◆ Activity
All lines from the one containing "Zoom in on zipper" through the final line of the listing below are to be retyped exactly; nothing else goes in the result.

============

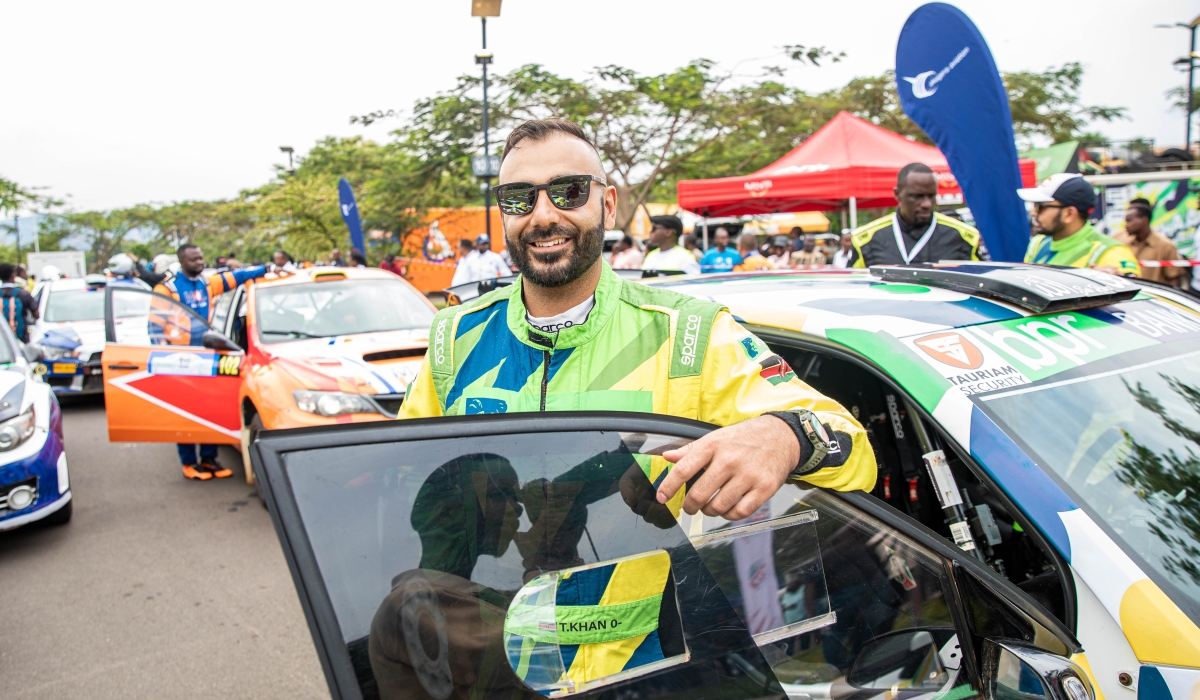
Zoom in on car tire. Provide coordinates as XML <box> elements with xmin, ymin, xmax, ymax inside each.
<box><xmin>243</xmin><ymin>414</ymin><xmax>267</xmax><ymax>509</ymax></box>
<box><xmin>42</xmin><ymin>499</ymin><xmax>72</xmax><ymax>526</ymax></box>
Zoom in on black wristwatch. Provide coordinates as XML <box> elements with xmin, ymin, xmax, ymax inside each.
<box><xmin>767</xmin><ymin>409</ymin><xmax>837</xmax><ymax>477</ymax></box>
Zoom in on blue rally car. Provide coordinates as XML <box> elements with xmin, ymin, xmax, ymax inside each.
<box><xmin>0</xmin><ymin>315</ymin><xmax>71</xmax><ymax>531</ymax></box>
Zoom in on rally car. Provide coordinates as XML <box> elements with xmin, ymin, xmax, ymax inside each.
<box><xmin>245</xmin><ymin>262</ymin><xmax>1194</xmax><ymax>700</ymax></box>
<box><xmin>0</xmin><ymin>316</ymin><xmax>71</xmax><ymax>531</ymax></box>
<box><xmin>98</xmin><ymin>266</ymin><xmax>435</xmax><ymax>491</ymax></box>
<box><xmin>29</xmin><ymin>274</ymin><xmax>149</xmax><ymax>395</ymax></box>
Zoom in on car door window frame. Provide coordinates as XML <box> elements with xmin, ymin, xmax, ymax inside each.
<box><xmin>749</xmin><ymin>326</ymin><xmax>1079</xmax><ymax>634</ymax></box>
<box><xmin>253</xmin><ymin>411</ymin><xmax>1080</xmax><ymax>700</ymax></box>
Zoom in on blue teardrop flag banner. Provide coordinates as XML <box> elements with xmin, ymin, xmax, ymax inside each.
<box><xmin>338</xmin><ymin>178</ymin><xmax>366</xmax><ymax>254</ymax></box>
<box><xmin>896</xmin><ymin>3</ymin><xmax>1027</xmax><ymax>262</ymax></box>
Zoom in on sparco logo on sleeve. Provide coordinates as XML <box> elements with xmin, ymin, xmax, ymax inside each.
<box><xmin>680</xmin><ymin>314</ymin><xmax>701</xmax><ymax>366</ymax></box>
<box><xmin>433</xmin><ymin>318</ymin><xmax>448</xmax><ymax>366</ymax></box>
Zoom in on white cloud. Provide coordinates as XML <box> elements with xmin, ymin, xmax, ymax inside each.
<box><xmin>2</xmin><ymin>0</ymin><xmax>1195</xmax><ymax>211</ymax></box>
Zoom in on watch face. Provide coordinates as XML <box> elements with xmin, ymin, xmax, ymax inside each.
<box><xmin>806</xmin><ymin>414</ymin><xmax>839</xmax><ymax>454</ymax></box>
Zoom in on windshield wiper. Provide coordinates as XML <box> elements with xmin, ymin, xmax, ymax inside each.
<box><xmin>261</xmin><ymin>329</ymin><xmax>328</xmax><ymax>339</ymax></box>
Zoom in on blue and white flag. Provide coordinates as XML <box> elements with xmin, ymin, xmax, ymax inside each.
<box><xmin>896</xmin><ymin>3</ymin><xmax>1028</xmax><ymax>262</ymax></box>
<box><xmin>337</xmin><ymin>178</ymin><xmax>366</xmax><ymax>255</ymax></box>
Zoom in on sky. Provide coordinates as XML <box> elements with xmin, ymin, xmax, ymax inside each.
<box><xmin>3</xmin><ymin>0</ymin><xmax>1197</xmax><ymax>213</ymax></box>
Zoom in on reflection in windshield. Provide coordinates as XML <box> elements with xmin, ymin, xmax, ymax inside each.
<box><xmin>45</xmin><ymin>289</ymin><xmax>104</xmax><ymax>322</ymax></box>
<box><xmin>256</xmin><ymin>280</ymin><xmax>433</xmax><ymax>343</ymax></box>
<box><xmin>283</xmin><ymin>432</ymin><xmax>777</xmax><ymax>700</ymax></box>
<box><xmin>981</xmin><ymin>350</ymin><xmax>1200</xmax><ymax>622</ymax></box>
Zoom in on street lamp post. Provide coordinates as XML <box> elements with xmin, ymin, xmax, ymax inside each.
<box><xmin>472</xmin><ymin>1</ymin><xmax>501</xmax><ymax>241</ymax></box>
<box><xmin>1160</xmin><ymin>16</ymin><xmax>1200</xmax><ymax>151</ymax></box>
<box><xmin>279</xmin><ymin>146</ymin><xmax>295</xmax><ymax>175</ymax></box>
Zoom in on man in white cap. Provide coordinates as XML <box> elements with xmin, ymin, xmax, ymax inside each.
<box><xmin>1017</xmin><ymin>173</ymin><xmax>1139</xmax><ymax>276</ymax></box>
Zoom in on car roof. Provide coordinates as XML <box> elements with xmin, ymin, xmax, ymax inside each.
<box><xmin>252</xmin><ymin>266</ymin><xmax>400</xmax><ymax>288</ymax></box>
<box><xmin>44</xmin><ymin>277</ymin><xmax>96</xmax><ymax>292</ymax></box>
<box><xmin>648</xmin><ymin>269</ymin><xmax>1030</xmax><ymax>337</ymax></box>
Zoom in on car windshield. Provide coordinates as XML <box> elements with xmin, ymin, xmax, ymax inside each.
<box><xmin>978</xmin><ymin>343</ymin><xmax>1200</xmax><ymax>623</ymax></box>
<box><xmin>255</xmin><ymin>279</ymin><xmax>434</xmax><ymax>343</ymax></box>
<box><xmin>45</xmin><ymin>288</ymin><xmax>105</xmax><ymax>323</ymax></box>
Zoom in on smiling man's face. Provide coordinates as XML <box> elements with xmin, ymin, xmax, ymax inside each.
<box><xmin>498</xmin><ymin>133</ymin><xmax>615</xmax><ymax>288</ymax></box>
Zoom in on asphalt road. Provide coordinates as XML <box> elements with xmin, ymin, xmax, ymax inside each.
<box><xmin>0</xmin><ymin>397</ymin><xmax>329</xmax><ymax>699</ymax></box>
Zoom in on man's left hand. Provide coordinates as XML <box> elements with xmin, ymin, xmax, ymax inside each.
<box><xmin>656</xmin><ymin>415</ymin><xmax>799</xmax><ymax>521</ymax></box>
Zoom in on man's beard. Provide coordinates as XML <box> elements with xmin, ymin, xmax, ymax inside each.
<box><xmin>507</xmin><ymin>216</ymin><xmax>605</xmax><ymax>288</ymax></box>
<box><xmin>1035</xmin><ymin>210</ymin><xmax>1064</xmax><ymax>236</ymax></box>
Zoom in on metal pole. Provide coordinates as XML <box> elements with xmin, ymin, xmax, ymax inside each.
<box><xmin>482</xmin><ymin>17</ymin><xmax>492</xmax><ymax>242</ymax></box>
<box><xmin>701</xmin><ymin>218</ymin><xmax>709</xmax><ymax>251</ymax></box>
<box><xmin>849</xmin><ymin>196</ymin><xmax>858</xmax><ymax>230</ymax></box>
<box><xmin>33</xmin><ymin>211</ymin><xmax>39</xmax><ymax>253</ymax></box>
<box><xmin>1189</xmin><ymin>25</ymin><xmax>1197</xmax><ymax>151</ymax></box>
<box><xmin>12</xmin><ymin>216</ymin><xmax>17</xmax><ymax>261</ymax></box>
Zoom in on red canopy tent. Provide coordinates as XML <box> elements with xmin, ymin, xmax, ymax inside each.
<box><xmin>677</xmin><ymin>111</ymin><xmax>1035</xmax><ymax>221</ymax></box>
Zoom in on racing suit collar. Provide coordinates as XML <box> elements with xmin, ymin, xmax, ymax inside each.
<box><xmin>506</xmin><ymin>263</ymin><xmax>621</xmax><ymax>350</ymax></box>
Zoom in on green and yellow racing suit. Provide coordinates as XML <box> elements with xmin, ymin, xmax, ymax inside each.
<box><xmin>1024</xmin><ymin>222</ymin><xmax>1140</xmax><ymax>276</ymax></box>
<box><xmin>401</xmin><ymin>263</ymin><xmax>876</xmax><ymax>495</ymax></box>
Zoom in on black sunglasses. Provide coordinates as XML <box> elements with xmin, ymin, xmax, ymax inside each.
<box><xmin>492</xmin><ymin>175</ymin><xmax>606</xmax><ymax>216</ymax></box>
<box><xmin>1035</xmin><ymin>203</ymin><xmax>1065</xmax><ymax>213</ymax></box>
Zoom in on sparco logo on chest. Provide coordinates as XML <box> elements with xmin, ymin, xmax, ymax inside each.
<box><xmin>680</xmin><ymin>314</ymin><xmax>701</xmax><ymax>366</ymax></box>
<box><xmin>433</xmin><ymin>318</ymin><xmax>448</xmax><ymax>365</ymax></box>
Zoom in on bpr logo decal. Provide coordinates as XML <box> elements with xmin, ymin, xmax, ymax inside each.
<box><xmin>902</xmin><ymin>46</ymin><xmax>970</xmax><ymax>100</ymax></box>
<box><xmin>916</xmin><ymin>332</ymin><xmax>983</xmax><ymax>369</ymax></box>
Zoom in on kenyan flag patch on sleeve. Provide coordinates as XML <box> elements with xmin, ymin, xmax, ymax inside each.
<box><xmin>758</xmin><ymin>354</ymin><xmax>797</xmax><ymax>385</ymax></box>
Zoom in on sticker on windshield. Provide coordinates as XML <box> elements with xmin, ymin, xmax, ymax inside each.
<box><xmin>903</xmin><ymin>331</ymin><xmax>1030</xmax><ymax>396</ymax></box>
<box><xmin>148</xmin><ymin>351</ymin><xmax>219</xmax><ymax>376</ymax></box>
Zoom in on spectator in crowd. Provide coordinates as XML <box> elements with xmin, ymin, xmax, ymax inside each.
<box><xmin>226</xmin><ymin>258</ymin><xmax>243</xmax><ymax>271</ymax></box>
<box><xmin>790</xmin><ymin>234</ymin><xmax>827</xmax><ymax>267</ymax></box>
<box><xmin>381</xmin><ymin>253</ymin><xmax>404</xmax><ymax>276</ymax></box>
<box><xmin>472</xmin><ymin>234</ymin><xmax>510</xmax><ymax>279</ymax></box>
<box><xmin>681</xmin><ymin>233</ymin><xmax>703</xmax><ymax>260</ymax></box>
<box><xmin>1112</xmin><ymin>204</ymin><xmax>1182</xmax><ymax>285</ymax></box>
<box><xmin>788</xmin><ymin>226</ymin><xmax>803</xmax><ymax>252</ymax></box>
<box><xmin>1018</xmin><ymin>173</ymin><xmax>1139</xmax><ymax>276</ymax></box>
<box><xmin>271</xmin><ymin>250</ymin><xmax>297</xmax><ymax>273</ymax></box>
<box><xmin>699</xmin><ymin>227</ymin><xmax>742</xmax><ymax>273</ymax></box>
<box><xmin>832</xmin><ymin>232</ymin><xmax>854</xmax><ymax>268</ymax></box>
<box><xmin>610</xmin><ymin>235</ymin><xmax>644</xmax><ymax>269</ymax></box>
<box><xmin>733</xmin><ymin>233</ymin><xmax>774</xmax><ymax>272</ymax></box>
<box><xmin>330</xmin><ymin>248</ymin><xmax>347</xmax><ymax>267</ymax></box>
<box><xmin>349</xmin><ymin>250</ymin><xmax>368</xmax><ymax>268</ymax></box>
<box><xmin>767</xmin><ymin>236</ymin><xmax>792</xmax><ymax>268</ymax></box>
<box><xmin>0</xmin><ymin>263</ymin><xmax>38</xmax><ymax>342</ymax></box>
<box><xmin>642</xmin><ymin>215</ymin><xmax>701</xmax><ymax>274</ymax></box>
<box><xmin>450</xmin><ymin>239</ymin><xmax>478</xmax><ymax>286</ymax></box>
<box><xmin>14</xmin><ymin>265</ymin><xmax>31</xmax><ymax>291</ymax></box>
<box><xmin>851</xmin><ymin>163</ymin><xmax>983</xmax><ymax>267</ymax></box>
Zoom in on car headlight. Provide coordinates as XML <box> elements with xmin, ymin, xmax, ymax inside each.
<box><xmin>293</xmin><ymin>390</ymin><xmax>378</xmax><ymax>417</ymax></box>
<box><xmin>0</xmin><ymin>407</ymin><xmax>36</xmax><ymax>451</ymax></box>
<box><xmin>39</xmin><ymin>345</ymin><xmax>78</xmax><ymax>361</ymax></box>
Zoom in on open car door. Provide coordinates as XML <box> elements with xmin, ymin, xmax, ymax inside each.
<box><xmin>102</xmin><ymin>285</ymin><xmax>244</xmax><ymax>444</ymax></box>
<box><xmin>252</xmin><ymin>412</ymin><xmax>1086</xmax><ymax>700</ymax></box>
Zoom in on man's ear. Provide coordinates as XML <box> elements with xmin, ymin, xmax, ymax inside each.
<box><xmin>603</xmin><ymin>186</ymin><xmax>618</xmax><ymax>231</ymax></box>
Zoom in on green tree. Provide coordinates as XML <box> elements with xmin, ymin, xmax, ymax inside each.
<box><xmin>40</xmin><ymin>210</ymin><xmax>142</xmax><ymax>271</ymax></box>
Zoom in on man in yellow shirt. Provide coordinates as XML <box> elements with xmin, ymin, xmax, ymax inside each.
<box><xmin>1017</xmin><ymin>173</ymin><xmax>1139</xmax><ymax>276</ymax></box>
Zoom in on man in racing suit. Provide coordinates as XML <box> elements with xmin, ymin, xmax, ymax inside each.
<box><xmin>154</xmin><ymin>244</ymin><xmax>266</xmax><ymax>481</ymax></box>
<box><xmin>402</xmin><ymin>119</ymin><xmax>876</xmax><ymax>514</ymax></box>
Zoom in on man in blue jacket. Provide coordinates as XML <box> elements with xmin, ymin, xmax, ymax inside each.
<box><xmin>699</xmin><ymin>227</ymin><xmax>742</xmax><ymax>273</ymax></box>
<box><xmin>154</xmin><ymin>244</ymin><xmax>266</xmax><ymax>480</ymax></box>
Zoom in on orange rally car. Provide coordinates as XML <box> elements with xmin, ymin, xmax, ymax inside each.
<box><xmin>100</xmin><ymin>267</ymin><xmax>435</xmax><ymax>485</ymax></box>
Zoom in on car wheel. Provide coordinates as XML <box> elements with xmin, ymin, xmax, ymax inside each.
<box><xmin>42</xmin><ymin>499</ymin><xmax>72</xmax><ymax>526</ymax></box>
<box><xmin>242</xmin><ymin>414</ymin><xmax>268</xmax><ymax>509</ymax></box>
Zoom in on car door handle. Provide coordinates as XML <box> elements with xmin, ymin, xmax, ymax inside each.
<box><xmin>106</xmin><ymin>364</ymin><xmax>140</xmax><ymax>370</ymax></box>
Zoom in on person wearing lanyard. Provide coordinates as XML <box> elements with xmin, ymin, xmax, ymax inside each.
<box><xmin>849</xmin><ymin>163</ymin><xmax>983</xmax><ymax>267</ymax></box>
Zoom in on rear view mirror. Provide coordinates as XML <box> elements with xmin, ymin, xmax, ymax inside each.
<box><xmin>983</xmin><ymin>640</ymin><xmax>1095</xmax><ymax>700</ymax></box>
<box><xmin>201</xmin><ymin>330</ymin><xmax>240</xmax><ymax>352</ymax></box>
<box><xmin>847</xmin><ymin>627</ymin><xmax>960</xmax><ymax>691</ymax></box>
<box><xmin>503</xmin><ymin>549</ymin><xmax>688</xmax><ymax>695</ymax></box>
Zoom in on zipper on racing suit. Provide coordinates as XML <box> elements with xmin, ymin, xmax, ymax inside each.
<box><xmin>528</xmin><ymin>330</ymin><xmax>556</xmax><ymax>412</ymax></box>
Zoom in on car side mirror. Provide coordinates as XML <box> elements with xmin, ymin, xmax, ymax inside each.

============

◆ Response to this task
Zoom in on zipper on racing suit. Provide coordinates as XML <box> elements with xmin, ymin, xmax, ymax inside each.
<box><xmin>528</xmin><ymin>330</ymin><xmax>556</xmax><ymax>412</ymax></box>
Zoom in on car side mirror. Provide coordinates as XML <box> elements with xmin, ymin, xmax, ymax inside each.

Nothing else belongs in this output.